--- START Selected text ---

The more things change, the more things stay the same. This popular adage is definitely not true when it comes to the amount of paperwork involved in buying a home!
To understand how things have changed, we need to compare the past to the present. Luckily my father is very organized and has his entire file of documents from when he bought the family house almost 45 years ago in Virginia. More recently, when he made what he calls his “final” property purchase, he couldn’t believe the stack of paperwork involved in the purchase.
Here’s a comparison of the amount of paperwork involved with a home purchase “then” and “now,” along with brief descriptions of the voluminous stack of documents you’ll encounter the next time you buy real estate.
Then (1 page): In 1969 the purchase contract was a full page long and covered all the material issues related to buying the property, with no other disclosures, reports or documents related to the transaction.

--- END Selected text ---

## Given problem 1
Revise the home-buying paperwork text between "Then (1 page): In" and "to the transaction.", inclusive, replacing "purchase contract" with "sales agreement".
## Given problem 2
Answer the following questions using the home-buying paperwork text.
(a) In which state did the father buy the family house?
(b) In what year was the purchase contract a full page long?
(c) What does the father call his most recent property purchase?

--- START Information given ---

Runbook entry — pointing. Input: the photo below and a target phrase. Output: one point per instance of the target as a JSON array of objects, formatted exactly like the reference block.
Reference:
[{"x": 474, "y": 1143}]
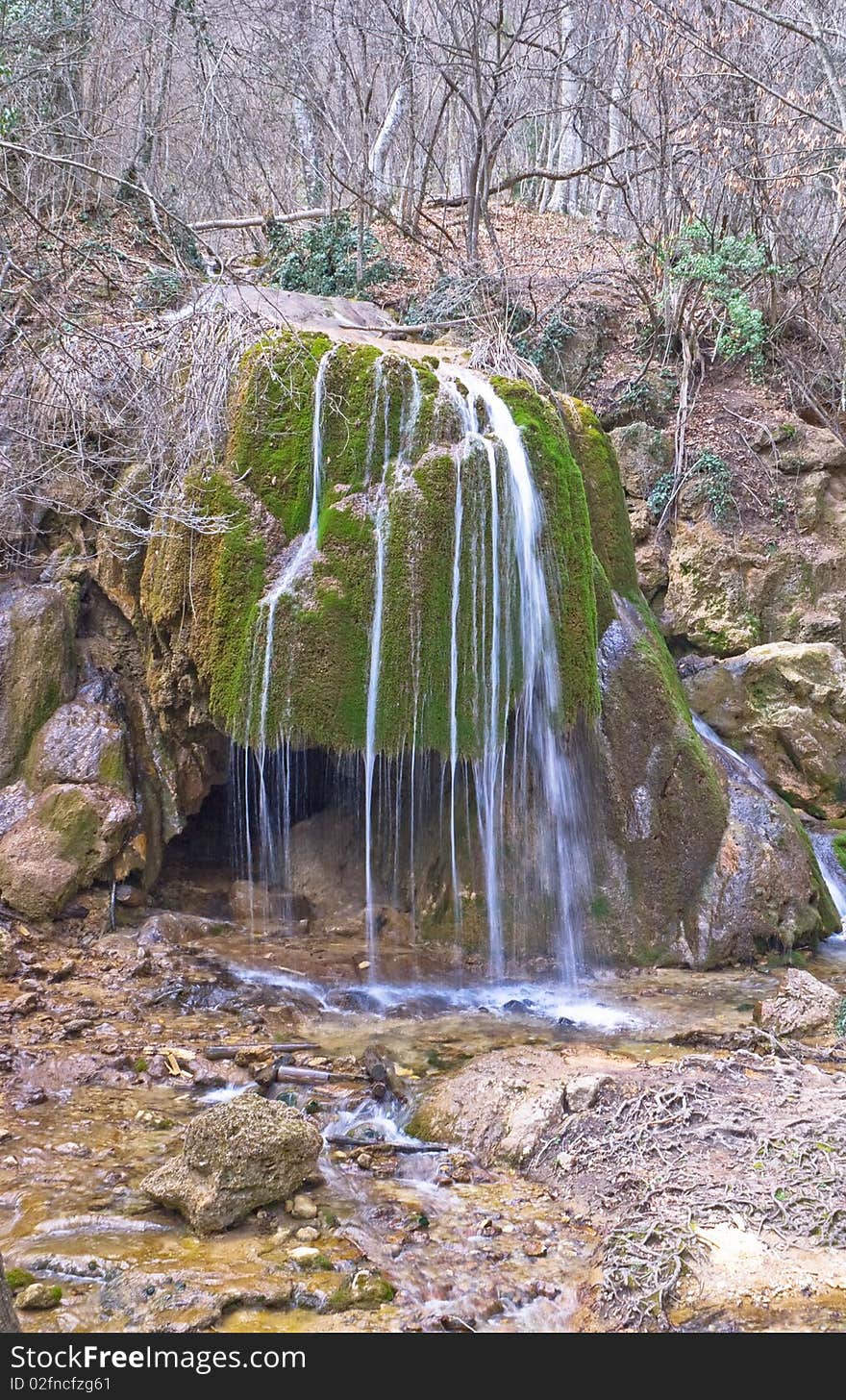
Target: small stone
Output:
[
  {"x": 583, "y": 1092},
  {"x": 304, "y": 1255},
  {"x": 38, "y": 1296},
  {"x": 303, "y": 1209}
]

--- END Information given ---
--- START Information given ---

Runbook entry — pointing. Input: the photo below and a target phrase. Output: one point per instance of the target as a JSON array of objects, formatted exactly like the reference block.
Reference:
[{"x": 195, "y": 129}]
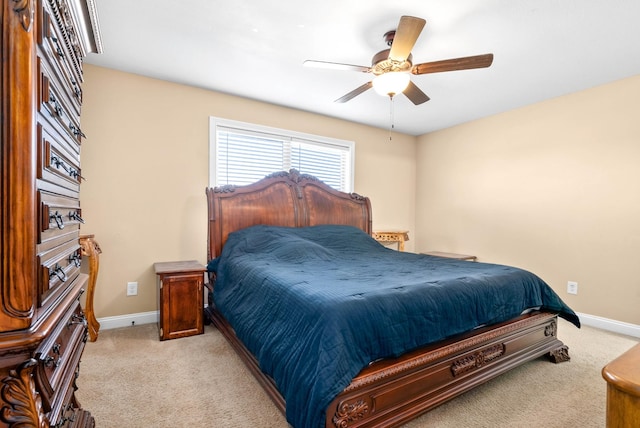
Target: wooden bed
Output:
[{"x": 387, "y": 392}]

--- END Information given ---
--- START Information given ---

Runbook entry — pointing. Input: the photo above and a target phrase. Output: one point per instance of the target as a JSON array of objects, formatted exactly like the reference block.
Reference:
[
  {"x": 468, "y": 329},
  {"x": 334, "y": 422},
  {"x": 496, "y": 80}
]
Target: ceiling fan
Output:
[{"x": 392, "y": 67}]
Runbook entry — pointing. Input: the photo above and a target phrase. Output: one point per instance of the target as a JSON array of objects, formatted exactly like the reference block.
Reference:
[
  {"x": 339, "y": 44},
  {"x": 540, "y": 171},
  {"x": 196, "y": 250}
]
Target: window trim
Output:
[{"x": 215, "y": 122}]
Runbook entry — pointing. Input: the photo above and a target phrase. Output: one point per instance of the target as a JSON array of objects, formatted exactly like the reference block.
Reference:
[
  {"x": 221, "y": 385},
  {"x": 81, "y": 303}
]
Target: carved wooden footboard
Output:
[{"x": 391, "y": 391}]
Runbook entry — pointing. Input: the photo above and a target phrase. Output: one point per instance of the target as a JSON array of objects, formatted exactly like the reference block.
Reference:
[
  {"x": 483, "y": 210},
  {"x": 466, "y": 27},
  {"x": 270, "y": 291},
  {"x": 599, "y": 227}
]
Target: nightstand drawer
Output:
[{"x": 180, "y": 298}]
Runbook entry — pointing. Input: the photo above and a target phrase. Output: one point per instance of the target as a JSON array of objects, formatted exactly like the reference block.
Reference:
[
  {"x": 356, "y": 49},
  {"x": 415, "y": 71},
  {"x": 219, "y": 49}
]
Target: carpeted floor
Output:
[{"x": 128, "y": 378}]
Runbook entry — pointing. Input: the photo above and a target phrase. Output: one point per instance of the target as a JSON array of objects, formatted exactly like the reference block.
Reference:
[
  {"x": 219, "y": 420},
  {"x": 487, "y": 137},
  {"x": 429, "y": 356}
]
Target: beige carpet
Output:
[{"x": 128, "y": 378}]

--- END Information given ---

## Task response 1
Then (1 page): In 1969 the sales agreement was a full page long and covered all the material issues related to buying the property, with no other disclosures, reports or documents related to the transaction.

## Task response 2
(a) Virginia
(b) 1969
(c) His "final" property purchase